Work to complete
List every line in the location identification items that contains the word "roof", where case counts.

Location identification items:
+ + + + +
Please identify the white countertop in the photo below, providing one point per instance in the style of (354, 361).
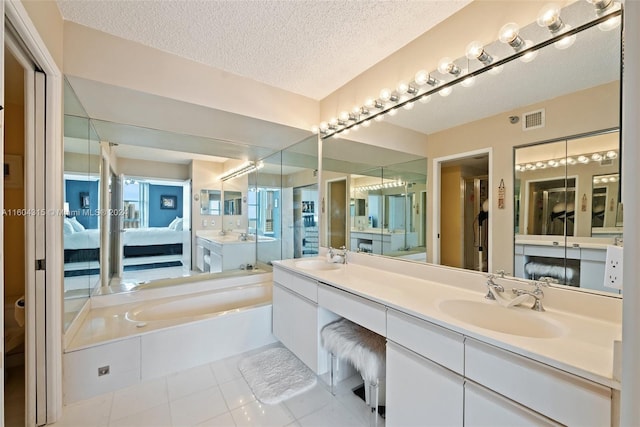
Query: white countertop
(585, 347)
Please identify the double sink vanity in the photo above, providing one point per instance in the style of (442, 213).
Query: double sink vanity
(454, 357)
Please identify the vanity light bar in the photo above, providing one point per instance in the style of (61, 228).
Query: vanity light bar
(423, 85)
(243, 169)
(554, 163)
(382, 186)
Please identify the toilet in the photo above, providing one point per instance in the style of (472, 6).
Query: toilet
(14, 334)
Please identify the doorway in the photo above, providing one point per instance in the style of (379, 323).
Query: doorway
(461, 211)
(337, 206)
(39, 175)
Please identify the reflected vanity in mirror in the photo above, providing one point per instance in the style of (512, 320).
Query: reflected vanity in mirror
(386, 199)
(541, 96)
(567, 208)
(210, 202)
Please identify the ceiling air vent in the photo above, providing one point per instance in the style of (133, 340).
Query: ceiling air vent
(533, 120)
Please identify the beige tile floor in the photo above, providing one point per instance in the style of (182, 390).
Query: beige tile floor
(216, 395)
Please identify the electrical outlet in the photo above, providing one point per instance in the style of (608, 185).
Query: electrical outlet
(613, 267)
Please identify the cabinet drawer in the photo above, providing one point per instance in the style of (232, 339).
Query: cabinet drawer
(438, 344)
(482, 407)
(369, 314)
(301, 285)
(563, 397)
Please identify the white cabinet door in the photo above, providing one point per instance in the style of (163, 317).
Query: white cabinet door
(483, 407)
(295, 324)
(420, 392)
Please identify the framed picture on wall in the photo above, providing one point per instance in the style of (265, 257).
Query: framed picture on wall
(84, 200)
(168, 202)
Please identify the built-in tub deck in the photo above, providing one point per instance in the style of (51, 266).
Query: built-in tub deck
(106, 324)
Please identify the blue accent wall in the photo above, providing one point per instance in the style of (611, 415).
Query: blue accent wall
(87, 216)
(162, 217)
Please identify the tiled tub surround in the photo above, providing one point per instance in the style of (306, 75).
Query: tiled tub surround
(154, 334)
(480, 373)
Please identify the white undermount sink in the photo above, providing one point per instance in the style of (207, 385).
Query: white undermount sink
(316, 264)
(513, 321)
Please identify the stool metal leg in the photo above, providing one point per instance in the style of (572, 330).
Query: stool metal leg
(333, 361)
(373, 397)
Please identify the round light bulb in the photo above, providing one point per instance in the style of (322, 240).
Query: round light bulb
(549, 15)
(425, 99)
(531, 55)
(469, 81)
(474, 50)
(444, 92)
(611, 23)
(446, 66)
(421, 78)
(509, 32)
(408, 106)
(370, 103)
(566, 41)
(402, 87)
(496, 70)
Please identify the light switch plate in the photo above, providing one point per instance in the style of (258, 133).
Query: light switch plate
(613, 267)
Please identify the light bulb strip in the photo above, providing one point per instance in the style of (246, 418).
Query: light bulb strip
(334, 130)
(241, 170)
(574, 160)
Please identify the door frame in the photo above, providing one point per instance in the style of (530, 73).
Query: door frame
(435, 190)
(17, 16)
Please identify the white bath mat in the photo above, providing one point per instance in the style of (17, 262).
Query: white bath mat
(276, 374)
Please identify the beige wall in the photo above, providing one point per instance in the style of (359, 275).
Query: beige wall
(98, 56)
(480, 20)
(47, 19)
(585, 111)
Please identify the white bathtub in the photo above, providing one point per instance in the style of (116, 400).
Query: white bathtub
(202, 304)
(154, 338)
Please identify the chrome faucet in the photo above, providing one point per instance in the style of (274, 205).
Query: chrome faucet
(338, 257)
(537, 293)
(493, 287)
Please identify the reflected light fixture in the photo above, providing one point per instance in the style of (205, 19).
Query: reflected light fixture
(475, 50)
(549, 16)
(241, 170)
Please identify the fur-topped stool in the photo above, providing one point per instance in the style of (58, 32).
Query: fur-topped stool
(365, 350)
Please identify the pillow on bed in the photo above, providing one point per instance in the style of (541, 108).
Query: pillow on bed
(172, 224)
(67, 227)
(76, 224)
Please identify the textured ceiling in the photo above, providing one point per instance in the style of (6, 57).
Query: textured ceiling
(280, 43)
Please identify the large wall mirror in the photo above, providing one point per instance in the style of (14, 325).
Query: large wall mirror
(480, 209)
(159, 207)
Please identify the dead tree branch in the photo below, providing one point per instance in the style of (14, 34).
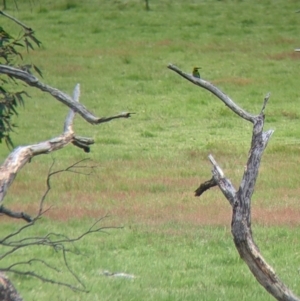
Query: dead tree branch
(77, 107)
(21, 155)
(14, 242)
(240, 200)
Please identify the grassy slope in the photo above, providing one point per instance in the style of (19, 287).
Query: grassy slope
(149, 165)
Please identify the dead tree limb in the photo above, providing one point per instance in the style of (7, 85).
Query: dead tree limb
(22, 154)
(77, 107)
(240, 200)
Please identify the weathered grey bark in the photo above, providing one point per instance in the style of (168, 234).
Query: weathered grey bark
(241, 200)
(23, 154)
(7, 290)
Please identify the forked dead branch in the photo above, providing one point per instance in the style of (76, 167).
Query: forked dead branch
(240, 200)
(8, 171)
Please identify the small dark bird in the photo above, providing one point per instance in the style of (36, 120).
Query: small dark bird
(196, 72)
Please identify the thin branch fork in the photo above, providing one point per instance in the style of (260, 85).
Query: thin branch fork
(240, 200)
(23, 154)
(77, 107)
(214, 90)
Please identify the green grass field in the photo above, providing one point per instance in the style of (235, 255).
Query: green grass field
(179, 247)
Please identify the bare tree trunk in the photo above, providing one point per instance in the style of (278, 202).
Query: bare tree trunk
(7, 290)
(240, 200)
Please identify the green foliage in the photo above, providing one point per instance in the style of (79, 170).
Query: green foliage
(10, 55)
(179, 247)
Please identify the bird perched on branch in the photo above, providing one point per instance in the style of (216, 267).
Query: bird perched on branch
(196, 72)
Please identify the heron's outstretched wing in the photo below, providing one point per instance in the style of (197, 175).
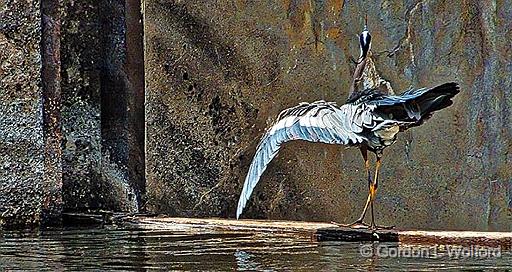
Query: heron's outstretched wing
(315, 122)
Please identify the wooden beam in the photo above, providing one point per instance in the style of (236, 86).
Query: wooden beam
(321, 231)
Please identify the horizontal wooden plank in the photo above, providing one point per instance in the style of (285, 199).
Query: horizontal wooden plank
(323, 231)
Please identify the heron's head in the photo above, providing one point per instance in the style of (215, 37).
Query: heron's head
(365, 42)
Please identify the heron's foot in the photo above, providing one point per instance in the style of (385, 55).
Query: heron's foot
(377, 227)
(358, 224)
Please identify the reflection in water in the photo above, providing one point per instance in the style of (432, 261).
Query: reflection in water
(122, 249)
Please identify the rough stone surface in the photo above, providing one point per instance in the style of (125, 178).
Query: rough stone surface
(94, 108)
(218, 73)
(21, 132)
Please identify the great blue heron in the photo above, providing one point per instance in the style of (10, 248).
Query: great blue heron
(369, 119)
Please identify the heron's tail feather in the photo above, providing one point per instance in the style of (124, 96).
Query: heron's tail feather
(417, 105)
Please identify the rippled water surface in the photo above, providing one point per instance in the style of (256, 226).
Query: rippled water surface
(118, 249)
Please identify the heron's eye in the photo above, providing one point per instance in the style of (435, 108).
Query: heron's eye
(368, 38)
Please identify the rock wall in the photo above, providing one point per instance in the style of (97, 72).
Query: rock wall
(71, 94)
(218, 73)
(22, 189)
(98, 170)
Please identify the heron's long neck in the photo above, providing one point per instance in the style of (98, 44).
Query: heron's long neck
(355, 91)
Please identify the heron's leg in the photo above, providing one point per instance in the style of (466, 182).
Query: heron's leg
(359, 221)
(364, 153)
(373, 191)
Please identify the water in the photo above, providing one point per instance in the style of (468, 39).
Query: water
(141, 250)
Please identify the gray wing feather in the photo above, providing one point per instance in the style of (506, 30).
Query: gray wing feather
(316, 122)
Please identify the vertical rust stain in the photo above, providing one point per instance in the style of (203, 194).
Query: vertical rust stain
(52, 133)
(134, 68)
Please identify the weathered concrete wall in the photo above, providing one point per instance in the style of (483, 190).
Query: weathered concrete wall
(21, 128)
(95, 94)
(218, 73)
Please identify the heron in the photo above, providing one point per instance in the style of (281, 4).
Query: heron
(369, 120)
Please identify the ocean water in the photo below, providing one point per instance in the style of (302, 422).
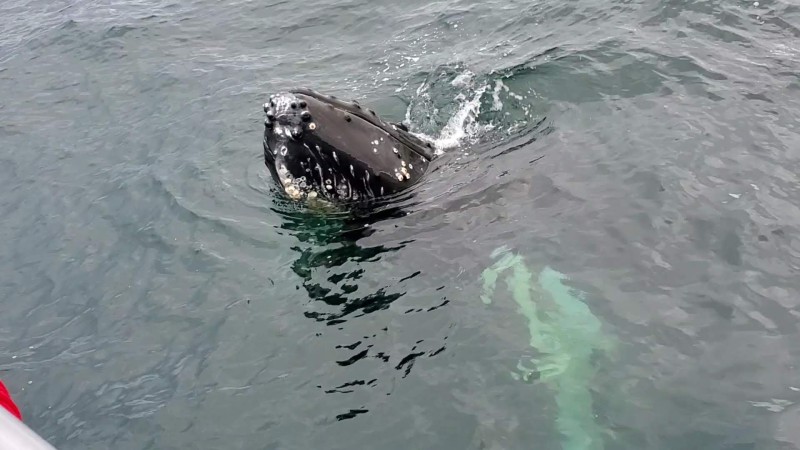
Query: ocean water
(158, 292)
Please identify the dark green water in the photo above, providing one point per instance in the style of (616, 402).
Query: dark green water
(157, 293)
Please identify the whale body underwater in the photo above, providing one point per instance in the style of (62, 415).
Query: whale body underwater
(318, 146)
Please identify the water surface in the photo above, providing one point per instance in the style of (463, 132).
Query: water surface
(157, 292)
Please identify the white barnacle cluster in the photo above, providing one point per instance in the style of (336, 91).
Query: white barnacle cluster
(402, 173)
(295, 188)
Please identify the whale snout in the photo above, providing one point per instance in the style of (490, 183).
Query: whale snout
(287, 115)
+ + + + +
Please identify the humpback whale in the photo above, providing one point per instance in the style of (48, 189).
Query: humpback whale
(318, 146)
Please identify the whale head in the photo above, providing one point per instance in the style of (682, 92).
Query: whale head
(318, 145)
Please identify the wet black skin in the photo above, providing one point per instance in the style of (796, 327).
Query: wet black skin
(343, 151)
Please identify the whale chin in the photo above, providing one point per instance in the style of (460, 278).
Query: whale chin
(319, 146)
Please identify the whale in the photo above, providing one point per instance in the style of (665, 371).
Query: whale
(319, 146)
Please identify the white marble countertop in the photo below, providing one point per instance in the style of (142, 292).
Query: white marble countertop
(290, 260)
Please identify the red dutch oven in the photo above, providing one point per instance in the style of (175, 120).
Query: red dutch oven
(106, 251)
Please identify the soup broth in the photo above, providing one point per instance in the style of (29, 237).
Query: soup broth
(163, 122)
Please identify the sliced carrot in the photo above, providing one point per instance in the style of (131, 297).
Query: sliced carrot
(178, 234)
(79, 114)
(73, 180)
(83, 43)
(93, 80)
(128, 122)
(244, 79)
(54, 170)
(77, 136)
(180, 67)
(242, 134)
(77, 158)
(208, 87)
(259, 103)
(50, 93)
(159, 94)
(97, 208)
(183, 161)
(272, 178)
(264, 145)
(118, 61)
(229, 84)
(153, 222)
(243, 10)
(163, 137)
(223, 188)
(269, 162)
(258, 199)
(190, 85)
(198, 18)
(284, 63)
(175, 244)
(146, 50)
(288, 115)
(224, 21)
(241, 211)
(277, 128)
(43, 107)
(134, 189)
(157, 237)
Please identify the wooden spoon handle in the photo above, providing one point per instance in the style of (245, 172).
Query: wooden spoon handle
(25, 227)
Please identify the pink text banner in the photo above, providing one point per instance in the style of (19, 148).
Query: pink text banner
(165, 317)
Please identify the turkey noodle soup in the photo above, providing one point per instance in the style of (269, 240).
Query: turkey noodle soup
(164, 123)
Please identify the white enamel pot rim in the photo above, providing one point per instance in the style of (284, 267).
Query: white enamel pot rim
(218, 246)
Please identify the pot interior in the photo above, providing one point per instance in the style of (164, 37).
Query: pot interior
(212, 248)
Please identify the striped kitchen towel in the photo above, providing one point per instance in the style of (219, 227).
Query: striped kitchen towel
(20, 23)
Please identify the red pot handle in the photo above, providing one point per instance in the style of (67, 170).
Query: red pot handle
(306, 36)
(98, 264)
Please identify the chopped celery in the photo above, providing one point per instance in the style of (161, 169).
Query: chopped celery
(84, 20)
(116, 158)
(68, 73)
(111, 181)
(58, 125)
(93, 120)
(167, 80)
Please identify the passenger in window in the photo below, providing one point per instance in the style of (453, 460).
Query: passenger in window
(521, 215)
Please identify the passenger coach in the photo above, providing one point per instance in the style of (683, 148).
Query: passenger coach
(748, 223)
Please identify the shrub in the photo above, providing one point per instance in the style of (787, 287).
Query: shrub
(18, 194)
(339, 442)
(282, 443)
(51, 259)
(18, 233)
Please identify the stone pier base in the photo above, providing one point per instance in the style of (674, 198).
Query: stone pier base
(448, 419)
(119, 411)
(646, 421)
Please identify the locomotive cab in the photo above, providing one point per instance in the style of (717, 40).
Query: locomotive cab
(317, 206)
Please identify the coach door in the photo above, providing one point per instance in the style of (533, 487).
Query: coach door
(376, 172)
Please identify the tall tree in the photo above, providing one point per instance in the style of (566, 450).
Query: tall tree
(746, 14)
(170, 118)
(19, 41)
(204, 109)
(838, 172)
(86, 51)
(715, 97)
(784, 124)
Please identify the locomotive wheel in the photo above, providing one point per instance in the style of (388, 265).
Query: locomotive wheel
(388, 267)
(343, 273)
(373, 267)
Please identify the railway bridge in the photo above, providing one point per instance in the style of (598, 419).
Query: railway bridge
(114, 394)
+ + + + +
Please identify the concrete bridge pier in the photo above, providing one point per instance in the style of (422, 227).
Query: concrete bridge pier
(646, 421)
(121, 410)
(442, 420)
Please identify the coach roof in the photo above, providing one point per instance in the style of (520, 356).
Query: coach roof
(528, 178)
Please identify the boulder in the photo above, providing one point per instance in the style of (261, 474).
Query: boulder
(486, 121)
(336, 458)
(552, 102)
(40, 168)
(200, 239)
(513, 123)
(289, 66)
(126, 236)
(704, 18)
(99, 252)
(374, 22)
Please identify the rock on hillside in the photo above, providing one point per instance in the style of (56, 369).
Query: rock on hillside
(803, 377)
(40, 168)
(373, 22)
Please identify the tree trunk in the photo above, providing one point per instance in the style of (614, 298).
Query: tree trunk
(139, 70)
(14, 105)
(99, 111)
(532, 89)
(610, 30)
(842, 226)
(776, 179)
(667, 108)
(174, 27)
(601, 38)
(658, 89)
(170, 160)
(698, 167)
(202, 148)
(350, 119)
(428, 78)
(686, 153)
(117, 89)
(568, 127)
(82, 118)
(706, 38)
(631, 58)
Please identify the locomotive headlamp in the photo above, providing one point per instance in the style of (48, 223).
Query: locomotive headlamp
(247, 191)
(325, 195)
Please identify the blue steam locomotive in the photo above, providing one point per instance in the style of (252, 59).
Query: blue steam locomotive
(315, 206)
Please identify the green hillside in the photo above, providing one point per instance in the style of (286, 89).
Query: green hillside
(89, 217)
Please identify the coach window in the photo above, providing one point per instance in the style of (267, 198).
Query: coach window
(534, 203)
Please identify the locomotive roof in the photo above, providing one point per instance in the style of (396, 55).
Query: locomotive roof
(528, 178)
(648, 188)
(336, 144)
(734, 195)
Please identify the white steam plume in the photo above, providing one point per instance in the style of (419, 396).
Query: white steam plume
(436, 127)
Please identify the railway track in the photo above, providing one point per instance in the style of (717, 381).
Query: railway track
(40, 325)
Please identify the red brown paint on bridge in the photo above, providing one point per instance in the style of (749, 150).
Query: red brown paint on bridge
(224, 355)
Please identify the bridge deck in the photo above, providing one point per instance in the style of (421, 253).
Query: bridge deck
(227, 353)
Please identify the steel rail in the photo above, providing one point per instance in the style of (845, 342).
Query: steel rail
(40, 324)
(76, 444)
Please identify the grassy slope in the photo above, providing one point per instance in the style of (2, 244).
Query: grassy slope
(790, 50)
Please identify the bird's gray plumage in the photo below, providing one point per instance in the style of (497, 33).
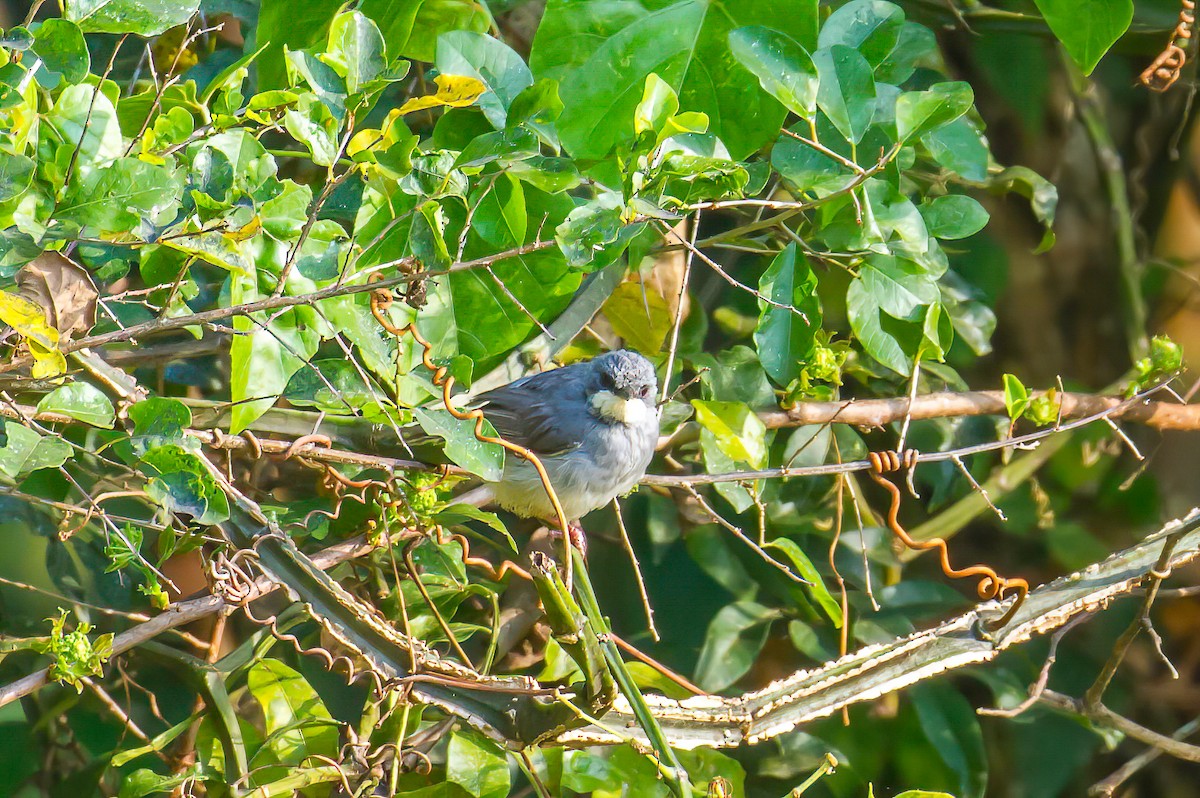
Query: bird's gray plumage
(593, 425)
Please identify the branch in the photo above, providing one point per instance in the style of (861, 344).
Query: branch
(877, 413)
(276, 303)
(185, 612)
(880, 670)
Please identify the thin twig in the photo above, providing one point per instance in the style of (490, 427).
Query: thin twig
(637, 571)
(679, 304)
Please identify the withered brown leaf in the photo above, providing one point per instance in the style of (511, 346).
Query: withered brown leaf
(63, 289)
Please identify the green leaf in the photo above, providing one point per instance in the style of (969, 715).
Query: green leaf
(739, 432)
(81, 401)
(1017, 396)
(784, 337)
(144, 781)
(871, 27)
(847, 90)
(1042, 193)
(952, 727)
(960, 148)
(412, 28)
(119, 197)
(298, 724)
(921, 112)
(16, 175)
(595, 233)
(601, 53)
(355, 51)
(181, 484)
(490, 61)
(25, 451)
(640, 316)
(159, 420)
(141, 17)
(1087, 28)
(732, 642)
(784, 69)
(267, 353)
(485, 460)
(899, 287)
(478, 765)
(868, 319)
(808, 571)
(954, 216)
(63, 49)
+ + + + +
Solution to this task
Please identify the coach roof in the photo above, providing one point per instance in the style of (520, 356).
Query: coach roof
Please identify the locomotive roof in the photo above, providing one point per instance in the style of (396, 55).
Query: locomotive roof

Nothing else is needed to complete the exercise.